TASK GOAL →
Write out every entry below word for word, leaving nothing out.

DATASET →
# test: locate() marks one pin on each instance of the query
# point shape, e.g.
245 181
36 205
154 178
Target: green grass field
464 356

EXERCISE SOLUTION →
# test: locate() marks one pin on each instance of the query
# point shape, e.g.
245 181
36 205
154 178
Target: green grass field
464 356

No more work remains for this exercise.